Simil Senior Life (SSL) maybe a small brand compared to the well known big charity entities but it is imperative that people support us (just like any other charity) as the current situation needs more hands on the deck. In our short time operating in Uganda, we may not have solved all the problems but we still take pride even in the few smiles that our efforts brought to the neglected elderly. Among the positives we have achieved include being able to inspire a sizeable amount of the usually ignorant Ugandan younger citizens to participate in elderly empowerment programmes and getting the local communities to understand that helping elderly citizens was a community necessity. We also managed to get the attention of government officials as evidenced by the old people’s convention held in Fort portal soon after our launch. Yes we take pride in the commendation spelt out at this event. Though there is still a long way to go in terms of support, one of the most heartening things I’ve seen is the spirit of volunteering emerging across Fort Portal and beyond. Before the pandemic, we had started to see an improvement in random individuals volunteering, some digging deep in their pockets to help and more people beginning to understand about volunteering in general.

Records from a dataset
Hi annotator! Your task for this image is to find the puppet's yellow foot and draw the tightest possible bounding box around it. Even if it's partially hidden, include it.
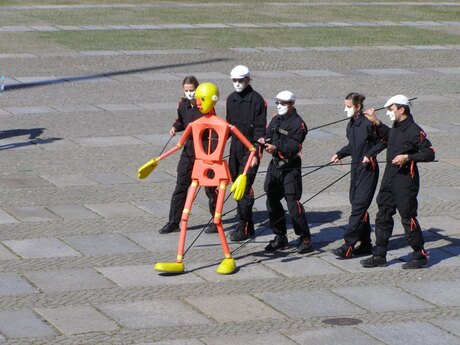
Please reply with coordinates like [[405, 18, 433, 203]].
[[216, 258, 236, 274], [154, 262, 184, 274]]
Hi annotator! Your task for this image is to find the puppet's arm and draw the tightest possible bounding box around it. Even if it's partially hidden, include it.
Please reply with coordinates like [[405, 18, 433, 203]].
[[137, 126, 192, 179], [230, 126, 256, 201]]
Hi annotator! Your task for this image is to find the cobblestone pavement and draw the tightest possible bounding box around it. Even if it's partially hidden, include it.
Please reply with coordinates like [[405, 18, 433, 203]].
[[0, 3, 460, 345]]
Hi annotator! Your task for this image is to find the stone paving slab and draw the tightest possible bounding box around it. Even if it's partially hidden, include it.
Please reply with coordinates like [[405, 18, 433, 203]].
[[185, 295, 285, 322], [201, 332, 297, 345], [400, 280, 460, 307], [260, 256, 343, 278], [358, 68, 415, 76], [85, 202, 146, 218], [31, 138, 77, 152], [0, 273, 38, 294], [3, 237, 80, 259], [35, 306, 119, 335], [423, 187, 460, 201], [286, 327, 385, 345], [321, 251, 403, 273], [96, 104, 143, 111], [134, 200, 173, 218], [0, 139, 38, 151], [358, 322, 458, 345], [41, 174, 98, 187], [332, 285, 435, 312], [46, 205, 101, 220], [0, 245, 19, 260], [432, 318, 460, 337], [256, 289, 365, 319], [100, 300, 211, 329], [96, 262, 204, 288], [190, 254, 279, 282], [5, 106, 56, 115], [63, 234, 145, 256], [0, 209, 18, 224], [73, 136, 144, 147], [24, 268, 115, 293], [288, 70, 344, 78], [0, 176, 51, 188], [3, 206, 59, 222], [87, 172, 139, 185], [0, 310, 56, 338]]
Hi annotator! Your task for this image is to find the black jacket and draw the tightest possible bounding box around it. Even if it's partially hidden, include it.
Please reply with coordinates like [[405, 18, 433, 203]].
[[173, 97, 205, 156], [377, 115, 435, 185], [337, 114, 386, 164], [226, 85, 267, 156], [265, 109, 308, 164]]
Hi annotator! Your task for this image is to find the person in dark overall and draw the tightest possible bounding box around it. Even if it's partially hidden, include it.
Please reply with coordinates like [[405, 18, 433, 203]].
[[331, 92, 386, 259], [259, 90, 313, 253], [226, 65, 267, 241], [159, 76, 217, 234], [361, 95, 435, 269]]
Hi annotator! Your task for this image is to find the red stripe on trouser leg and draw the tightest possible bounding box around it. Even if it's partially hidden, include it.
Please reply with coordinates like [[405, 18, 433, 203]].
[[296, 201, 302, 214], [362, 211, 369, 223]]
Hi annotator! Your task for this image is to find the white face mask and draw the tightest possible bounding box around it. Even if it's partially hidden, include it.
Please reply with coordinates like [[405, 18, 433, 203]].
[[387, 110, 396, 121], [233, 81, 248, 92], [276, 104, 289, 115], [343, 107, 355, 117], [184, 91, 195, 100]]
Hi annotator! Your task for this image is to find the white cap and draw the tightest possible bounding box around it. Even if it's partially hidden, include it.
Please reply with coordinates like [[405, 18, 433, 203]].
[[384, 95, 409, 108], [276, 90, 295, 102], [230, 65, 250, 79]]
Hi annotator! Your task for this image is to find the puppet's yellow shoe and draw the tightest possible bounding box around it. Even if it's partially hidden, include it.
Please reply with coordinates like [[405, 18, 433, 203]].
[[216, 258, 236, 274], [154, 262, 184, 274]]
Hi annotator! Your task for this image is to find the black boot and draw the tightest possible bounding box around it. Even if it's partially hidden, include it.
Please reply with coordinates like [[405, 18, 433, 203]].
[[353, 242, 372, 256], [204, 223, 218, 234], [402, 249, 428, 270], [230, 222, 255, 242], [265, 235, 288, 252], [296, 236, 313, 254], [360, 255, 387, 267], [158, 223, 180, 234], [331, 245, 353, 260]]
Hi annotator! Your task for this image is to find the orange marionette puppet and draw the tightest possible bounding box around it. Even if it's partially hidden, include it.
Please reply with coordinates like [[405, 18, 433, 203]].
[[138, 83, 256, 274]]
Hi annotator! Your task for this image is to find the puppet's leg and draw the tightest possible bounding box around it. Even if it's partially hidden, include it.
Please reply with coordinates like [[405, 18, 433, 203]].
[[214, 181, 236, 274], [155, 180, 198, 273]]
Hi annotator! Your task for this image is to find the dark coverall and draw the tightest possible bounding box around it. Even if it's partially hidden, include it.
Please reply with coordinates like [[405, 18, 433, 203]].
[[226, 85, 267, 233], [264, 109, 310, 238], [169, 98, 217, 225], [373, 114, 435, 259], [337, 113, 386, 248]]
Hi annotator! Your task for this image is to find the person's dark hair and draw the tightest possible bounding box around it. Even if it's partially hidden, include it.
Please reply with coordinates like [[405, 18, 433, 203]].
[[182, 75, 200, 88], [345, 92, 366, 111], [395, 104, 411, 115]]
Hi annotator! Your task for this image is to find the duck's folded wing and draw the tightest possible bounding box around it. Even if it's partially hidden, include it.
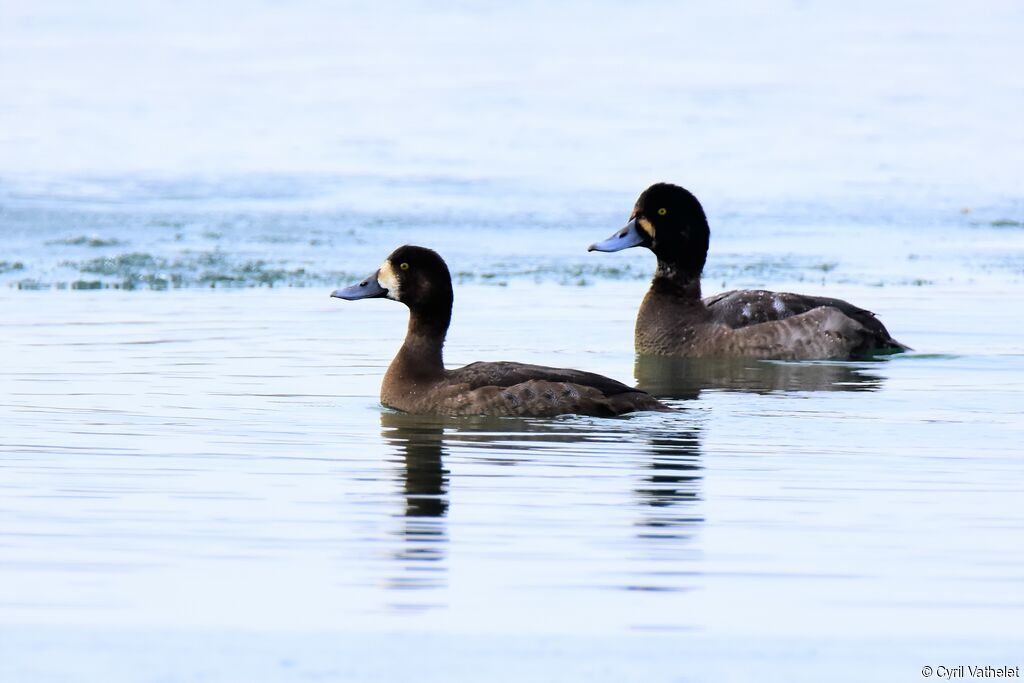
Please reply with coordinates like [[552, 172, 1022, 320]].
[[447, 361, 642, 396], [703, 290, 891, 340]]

INSTRUCTIONS:
• a. List the achievements that the text about Simil Senior Life says the organization has managed in Uganda.
• b. Go on with the text about Simil Senior Life, picking up right after its final sentence.

ANSWERS TO THE EXERCISE:
• a.
- Inspiring a sizeable amount of the younger Ugandan citizens to participate in elderly empowerment programs
- Getting the local communities to understand that helping elderly citizens was a community necessity
- Getting the attention of government officials, as shown by the old people's convention held in Fort Portal soon after its launch

• b.
Since the pandemic is still in our midst, it is important that people grasp the basic facts surrounding COVID-19. Most people infected with the COVID-19 virus will experience mild to moderate respiratory illness and recover without requiring special treatment.  Older people, and those with underlying medical problems like cardiovascular disease, diabetes, chronic respiratory disease, and cancer are more likely to develop serious illness. In that regard we urge those lucky enough to be at home, healthy, and not in a high-risk group to do more for the elderly in our communities. However, thanks to the vaccinations drive in progress, there is now a new glimmer of hope. We hope and pray that these vaccines will soon bring the much needed relief and help alleviate the suffering of the Ugandan elderly folks. As the virus gets under control and/or normality returns, we also hope and aim to resume operations at our centres soon. As we speak, we are already on the drawing board, strategising, recruiting and negotiating. As we try to set up shop again, we are appealing to anyone interested to come on board and help make a difference. We can not wait to see those wrinkly smiles back and we know they cant wait too! Please help us to keep the dream going.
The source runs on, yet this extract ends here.